_READING TEXT_:
Port Hills Fire Update
Posted by: Te Rūnanga o Ngāi Tahu
February 23, 2017
Port Hills Fire Public Update – Thursday 23 February
Public Update – 1pm
Fire services advise that 90% of the fire perimeter area is now considered to be controlled. Controlled is defined as bare earth or blacked out ground for at least 10 metres.
About 100 people are working in the fire area today, in both land-based and aerial operations. While most of the fire perimeter area is defined as controlled, within this area there are many hotspots which could potentially flare up under some weather conditions and these are the focus of much of the fire operation.
Drones continue to be used to assist with the fire operation. They were used overnight to gather thermal and infrared hotspot imaging information. The drones provide accurate information about hotspot locations which was given to fire crews to allow them to accurately identify which areas should be targeted to reduce fire activity. Fire services are also looking at whether the drones may be used during the daytime. For safety reasons, the drones are not used overhead inhabited properties.

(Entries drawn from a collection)
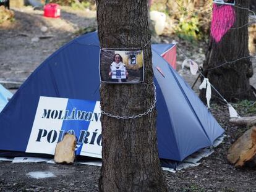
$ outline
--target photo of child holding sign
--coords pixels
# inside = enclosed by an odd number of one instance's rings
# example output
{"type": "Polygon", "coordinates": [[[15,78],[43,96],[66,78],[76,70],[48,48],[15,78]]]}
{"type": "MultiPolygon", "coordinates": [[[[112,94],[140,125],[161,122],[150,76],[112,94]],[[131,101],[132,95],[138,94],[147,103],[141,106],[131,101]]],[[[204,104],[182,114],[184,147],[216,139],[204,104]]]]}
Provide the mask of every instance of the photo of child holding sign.
{"type": "Polygon", "coordinates": [[[128,75],[126,65],[122,62],[122,57],[119,54],[116,54],[114,56],[113,62],[110,65],[110,72],[108,75],[112,81],[126,82],[128,75]]]}
{"type": "Polygon", "coordinates": [[[101,81],[106,83],[143,82],[143,51],[101,49],[100,74],[101,81]]]}

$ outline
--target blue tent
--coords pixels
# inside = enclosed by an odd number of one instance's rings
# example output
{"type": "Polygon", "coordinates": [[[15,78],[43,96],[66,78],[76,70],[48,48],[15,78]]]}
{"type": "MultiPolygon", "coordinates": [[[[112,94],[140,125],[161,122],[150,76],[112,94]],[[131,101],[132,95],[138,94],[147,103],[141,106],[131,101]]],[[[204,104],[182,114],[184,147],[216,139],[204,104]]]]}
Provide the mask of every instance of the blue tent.
{"type": "MultiPolygon", "coordinates": [[[[171,46],[152,46],[158,150],[160,159],[182,161],[194,152],[212,146],[224,130],[184,80],[160,56],[171,46]]],[[[27,146],[40,96],[99,101],[99,53],[95,32],[71,41],[43,62],[0,114],[0,150],[31,152],[27,146]]],[[[43,117],[50,117],[46,112],[45,109],[43,117]]],[[[51,114],[54,117],[55,115],[51,114]]],[[[55,141],[55,132],[51,131],[49,136],[46,132],[40,129],[38,134],[47,136],[49,143],[55,141]]],[[[41,138],[35,137],[36,140],[40,141],[41,138]]]]}
{"type": "Polygon", "coordinates": [[[12,96],[12,93],[0,84],[0,112],[12,96]]]}

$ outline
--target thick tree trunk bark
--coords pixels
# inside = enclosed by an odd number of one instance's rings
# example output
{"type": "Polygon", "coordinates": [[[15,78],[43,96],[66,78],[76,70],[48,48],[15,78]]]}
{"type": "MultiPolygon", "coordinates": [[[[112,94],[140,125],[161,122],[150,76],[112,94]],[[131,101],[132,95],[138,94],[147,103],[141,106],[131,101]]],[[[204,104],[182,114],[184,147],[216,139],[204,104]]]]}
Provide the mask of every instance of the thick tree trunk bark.
{"type": "MultiPolygon", "coordinates": [[[[143,48],[145,81],[153,81],[147,0],[97,0],[101,48],[143,48]]],[[[154,102],[152,85],[101,83],[101,107],[131,116],[154,102]]],[[[156,111],[128,120],[101,116],[103,165],[100,191],[166,191],[158,156],[156,111]]]]}
{"type": "MultiPolygon", "coordinates": [[[[253,70],[248,49],[248,10],[237,7],[249,8],[249,0],[236,0],[236,5],[213,7],[218,10],[213,12],[216,15],[213,15],[203,73],[226,100],[252,100],[255,98],[249,84],[253,70]],[[228,31],[222,36],[225,30],[228,31]],[[242,57],[246,58],[238,59],[242,57]]],[[[200,92],[203,101],[205,94],[205,91],[200,92]]],[[[214,90],[212,94],[218,101],[220,96],[214,90]]]]}

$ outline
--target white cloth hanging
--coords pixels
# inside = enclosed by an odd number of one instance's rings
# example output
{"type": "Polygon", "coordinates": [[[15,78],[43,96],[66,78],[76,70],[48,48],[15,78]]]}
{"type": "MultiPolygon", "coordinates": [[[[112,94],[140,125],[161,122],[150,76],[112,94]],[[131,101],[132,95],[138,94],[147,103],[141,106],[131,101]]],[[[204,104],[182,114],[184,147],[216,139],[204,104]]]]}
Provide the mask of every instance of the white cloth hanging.
{"type": "Polygon", "coordinates": [[[240,117],[239,115],[236,112],[236,109],[230,104],[228,104],[228,111],[229,111],[229,117],[230,118],[237,118],[240,117]]]}
{"type": "Polygon", "coordinates": [[[205,89],[206,88],[206,95],[205,97],[207,98],[207,106],[208,108],[210,108],[210,100],[211,98],[211,83],[209,82],[209,80],[207,78],[205,78],[203,79],[203,82],[199,86],[199,89],[205,89]]]}

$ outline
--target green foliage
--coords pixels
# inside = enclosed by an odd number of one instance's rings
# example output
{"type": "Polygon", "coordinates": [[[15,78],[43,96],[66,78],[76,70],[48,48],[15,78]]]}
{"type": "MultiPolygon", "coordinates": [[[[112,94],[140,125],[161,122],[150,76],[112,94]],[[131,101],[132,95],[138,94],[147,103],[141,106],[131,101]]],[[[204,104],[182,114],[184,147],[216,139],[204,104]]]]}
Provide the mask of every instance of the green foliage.
{"type": "Polygon", "coordinates": [[[198,19],[197,16],[189,17],[183,14],[175,28],[175,32],[179,38],[193,42],[200,39],[198,24],[198,19]]]}

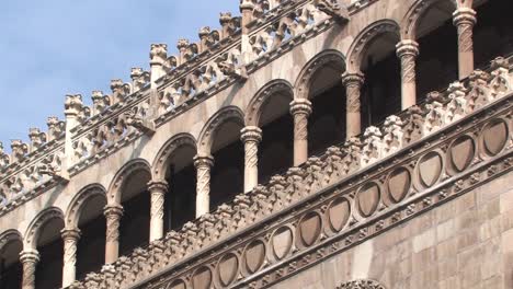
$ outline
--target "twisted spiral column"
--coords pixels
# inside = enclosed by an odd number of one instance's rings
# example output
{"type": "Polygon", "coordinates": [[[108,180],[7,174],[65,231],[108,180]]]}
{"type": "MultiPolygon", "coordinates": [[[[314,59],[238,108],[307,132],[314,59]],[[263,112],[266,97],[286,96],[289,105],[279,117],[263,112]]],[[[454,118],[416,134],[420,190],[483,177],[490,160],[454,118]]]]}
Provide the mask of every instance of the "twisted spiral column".
{"type": "Polygon", "coordinates": [[[262,141],[262,130],[248,126],[240,131],[240,140],[244,143],[244,192],[250,192],[259,184],[259,143],[262,141]]]}
{"type": "Polygon", "coordinates": [[[35,270],[39,262],[39,253],[35,250],[20,253],[23,266],[22,289],[35,289],[35,270]]]}
{"type": "Polygon", "coordinates": [[[415,60],[419,44],[414,41],[401,41],[396,45],[396,53],[401,60],[401,106],[407,109],[417,104],[415,60]]]}
{"type": "Polygon", "coordinates": [[[119,221],[123,217],[123,207],[118,204],[107,205],[103,209],[103,215],[106,219],[105,264],[112,264],[119,255],[119,221]]]}
{"type": "Polygon", "coordinates": [[[347,139],[362,132],[360,97],[364,80],[362,72],[344,72],[342,74],[342,84],[345,86],[346,95],[345,135],[347,139]]]}
{"type": "Polygon", "coordinates": [[[150,242],[163,236],[164,198],[168,183],[164,181],[149,182],[148,190],[151,194],[150,208],[150,242]]]}
{"type": "Polygon", "coordinates": [[[294,166],[308,159],[308,117],[311,114],[311,102],[297,99],[290,102],[290,114],[294,117],[294,166]]]}
{"type": "Polygon", "coordinates": [[[80,240],[80,230],[64,229],[60,235],[64,241],[62,288],[66,288],[77,278],[77,245],[80,240]]]}
{"type": "Polygon", "coordinates": [[[194,157],[196,166],[196,218],[210,211],[210,169],[214,158],[210,155],[194,157]]]}
{"type": "Polygon", "coordinates": [[[476,21],[476,11],[470,8],[459,8],[453,13],[453,23],[458,30],[459,79],[470,76],[474,71],[472,30],[476,21]]]}

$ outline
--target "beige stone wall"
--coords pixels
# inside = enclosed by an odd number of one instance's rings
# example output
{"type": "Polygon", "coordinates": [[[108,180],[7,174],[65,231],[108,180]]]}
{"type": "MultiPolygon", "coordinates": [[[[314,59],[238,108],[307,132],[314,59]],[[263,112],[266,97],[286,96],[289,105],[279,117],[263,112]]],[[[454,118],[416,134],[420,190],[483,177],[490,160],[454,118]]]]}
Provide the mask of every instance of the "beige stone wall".
{"type": "Polygon", "coordinates": [[[272,288],[513,288],[513,173],[411,219],[272,288]]]}

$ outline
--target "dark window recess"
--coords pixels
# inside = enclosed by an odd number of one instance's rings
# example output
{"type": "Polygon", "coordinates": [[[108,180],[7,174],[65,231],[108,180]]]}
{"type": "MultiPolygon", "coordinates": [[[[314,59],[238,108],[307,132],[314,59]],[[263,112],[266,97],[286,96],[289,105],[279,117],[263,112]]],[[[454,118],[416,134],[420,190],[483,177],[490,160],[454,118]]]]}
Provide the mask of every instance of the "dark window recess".
{"type": "Polygon", "coordinates": [[[123,210],[119,227],[119,255],[127,255],[134,248],[148,244],[150,194],[141,192],[137,196],[123,201],[123,210]]]}
{"type": "Polygon", "coordinates": [[[345,140],[345,88],[332,86],[311,100],[308,118],[308,155],[322,153],[345,140]]]}
{"type": "Polygon", "coordinates": [[[196,216],[196,169],[190,164],[168,178],[169,193],[166,196],[164,228],[178,230],[196,216]]]}
{"type": "Polygon", "coordinates": [[[294,122],[286,113],[262,127],[259,144],[259,183],[265,184],[271,176],[293,166],[294,122]]]}
{"type": "Polygon", "coordinates": [[[81,236],[77,250],[77,278],[83,279],[90,271],[99,271],[105,264],[105,217],[90,220],[80,227],[81,236]]]}
{"type": "Polygon", "coordinates": [[[41,259],[36,267],[35,288],[57,289],[62,286],[62,250],[60,238],[37,248],[41,259]]]}
{"type": "Polygon", "coordinates": [[[210,176],[210,210],[233,200],[243,190],[244,148],[237,139],[213,154],[210,176]]]}

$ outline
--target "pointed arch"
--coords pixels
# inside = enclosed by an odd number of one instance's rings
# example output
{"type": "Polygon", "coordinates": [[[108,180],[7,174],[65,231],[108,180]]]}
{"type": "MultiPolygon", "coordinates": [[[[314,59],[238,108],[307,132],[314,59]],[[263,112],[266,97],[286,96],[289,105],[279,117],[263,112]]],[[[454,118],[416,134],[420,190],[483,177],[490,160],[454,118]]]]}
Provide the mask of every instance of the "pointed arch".
{"type": "Polygon", "coordinates": [[[227,122],[244,126],[244,113],[237,106],[230,105],[219,109],[212,116],[200,132],[197,152],[208,155],[218,129],[227,122]]]}
{"type": "Polygon", "coordinates": [[[197,151],[196,139],[187,132],[181,132],[171,137],[162,146],[153,160],[153,165],[151,166],[153,180],[164,181],[169,170],[169,162],[171,161],[176,150],[183,146],[189,146],[197,151]]]}
{"type": "Polygon", "coordinates": [[[292,100],[294,97],[294,88],[290,82],[284,79],[272,80],[261,88],[246,108],[246,124],[248,126],[260,126],[262,108],[276,93],[289,94],[292,100]]]}
{"type": "Polygon", "coordinates": [[[23,247],[25,250],[36,250],[39,241],[41,229],[50,220],[60,219],[65,222],[65,215],[61,209],[57,207],[50,207],[41,211],[29,226],[23,236],[23,247]]]}
{"type": "MultiPolygon", "coordinates": [[[[335,66],[335,69],[340,67],[340,70],[343,72],[345,71],[345,56],[334,49],[328,49],[323,50],[319,54],[317,54],[312,59],[310,59],[306,66],[303,68],[301,72],[299,73],[299,77],[296,80],[296,83],[294,84],[295,88],[295,93],[294,97],[295,99],[310,99],[311,93],[311,83],[314,80],[314,76],[316,72],[318,72],[320,69],[322,69],[326,66],[335,66]]],[[[342,74],[342,72],[340,74],[342,74]]]]}
{"type": "Polygon", "coordinates": [[[400,39],[400,26],[391,19],[379,20],[365,27],[354,39],[347,54],[347,71],[358,72],[362,70],[363,58],[367,49],[379,35],[391,33],[400,39]]]}
{"type": "MultiPolygon", "coordinates": [[[[151,175],[151,165],[144,159],[135,159],[123,165],[116,173],[107,190],[109,204],[121,204],[123,185],[134,173],[146,172],[151,175]]],[[[146,185],[146,184],[145,184],[146,185]]]]}
{"type": "Polygon", "coordinates": [[[66,228],[78,228],[86,203],[96,196],[103,196],[106,201],[106,189],[100,184],[88,185],[75,195],[66,211],[66,228]]]}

_TASKS FOR THIS EXERCISE_:
(A) Copy the passage of the Port Hills fire update that runs from "Port Hills Fire Update" up to and including "least 10 metres.".
(B) Count the lines of the rows that contain the string "trunk", and reply with the number alone.

_RESPONSES IN ORDER_:
(A)
Port Hills Fire Update
Posted by: Te Rūnanga o Ngāi Tahu
February 23, 2017
Port Hills Fire Public Update – Thursday 23 February
Public Update – 1pm
Fire services advise that 90% of the fire perimeter area is now considered to be controlled. Controlled is defined as bare earth or blacked out ground for at least 10 metres.

(B) 2